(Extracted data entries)
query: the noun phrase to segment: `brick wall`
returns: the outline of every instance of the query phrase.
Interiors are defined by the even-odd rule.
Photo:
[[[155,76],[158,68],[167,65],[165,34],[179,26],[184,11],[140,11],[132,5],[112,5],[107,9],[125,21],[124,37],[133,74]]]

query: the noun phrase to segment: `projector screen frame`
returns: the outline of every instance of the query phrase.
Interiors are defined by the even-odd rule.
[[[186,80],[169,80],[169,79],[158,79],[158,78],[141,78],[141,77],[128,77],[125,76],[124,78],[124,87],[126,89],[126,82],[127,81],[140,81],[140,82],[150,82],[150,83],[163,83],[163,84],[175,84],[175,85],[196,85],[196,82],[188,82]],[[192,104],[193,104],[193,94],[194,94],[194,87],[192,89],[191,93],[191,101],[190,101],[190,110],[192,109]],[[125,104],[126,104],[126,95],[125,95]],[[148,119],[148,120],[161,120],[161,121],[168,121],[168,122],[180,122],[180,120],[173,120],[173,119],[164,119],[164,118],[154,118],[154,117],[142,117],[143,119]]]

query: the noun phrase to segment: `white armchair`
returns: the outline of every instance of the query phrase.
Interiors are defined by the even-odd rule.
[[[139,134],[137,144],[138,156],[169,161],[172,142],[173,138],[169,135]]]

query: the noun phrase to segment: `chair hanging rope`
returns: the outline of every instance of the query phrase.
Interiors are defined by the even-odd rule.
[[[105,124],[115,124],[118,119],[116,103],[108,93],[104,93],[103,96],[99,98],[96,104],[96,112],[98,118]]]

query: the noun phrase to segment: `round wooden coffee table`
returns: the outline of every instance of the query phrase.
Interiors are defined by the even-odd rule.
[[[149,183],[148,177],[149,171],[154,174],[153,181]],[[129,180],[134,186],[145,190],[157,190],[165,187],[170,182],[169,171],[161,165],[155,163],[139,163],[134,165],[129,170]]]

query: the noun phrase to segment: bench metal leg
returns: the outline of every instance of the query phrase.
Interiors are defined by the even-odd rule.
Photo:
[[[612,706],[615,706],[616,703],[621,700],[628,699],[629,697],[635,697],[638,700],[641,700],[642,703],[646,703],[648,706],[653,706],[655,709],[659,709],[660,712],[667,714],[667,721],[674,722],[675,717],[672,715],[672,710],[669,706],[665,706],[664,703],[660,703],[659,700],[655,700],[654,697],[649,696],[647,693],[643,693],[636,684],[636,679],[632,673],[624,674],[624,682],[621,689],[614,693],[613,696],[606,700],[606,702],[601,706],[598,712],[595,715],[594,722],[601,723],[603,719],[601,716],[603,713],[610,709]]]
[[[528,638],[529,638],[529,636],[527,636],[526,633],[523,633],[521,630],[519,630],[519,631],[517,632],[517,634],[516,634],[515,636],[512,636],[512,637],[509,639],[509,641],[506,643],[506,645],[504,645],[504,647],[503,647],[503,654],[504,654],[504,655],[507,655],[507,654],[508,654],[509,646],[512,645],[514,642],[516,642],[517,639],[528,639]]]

--

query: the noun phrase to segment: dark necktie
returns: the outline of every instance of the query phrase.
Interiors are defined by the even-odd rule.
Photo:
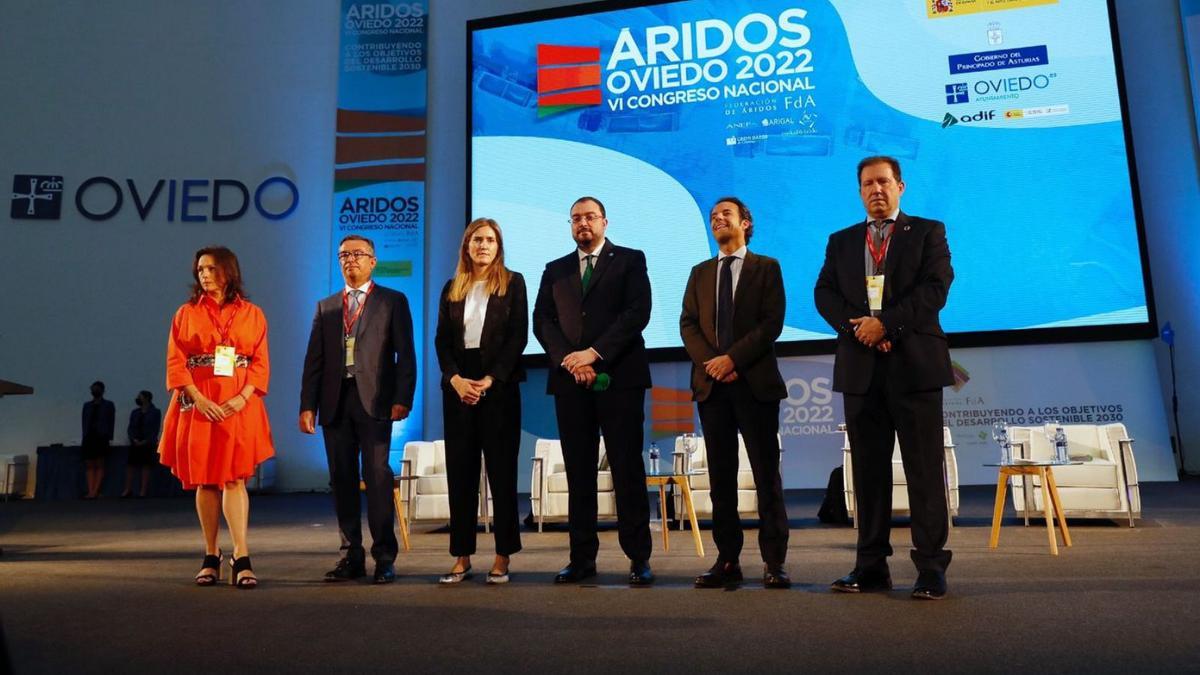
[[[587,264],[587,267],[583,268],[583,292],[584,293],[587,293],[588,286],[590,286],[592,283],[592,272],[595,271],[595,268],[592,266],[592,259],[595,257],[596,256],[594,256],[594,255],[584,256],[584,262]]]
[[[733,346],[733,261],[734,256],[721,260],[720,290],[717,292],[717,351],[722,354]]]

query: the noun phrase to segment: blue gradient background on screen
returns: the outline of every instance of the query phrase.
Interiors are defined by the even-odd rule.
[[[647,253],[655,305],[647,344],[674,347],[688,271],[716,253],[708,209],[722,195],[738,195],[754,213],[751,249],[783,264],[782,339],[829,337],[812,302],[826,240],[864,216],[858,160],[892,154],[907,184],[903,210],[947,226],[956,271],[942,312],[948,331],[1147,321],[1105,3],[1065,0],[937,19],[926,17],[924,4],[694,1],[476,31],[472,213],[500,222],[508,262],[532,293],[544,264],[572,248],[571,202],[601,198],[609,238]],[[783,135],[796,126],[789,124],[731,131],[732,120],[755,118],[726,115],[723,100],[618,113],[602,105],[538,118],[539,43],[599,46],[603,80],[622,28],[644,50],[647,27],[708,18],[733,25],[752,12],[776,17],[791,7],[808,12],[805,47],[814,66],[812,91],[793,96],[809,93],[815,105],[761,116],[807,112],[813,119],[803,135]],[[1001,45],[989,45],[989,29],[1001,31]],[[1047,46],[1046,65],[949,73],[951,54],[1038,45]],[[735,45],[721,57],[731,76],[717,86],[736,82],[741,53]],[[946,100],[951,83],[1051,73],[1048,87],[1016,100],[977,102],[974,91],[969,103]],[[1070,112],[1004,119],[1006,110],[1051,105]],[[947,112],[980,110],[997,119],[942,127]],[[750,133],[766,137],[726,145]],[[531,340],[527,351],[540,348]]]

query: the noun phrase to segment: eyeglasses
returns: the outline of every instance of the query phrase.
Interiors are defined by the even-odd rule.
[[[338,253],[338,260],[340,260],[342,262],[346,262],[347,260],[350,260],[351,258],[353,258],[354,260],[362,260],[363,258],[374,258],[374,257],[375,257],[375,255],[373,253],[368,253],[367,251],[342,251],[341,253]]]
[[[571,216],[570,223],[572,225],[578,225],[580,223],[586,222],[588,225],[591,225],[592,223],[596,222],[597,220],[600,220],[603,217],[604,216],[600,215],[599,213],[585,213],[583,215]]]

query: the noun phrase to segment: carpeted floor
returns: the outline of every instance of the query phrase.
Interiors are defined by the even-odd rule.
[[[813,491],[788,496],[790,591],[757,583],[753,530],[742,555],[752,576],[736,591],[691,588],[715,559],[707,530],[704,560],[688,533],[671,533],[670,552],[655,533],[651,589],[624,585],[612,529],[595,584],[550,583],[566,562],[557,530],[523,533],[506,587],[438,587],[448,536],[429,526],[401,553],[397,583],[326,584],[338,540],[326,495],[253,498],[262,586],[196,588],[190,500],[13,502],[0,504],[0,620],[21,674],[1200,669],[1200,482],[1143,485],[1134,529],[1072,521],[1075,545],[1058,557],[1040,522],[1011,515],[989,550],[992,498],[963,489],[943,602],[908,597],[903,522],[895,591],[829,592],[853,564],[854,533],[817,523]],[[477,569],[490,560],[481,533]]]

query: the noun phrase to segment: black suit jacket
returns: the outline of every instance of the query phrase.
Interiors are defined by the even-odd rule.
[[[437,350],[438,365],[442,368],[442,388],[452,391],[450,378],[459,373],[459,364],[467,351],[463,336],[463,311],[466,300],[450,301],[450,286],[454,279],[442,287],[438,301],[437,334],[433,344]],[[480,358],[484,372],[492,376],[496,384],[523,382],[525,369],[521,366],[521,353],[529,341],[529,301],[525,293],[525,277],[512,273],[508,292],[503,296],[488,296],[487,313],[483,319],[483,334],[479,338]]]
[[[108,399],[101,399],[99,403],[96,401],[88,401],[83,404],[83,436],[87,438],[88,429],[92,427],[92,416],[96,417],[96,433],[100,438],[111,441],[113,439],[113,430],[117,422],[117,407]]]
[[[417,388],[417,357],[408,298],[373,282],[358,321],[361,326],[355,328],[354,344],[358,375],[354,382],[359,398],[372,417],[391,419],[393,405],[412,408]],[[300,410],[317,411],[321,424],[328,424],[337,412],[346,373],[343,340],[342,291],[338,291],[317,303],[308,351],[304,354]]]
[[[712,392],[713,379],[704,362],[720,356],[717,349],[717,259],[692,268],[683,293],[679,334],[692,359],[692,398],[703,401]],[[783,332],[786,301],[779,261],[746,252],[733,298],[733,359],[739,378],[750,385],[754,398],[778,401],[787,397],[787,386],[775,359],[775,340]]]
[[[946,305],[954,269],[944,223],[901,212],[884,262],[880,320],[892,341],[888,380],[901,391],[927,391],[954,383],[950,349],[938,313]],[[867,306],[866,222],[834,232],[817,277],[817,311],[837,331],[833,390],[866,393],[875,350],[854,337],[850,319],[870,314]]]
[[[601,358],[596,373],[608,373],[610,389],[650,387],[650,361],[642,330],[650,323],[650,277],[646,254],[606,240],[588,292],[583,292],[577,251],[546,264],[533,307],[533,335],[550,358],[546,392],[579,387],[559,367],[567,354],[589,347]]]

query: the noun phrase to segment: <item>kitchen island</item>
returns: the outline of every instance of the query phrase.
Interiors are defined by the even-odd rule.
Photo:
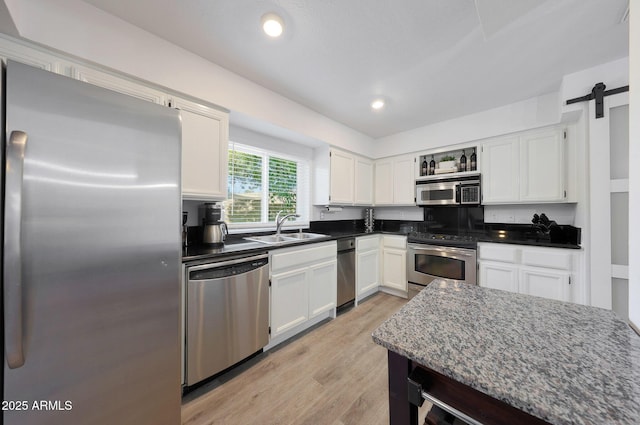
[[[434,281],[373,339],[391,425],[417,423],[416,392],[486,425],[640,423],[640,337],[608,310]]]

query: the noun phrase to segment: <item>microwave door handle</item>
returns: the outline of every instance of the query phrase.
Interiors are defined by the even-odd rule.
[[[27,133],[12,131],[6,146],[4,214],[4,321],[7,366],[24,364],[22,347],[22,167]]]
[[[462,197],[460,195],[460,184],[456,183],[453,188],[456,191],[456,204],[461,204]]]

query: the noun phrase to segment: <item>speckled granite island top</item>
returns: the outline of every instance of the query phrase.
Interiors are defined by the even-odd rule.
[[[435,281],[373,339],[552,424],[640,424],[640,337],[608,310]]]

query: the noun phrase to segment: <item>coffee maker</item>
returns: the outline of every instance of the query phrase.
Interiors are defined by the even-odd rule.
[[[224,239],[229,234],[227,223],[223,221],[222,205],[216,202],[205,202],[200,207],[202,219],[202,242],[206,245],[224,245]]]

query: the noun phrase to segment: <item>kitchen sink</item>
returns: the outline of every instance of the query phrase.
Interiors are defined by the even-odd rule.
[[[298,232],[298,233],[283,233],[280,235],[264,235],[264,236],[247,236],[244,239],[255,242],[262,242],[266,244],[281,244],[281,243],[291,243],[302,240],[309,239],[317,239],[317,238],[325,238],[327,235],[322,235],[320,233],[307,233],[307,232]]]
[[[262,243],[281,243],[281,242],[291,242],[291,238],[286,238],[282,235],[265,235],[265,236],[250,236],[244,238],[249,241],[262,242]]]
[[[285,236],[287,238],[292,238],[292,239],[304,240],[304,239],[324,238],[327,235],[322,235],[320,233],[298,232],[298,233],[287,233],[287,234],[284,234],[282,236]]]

- _The problem_:
Show every line in the records above that contains the word "screen".

- _Reply_:
query: the noun phrase to segment: `projector screen frame`
query: the noun phrase to segment: blue gradient background on screen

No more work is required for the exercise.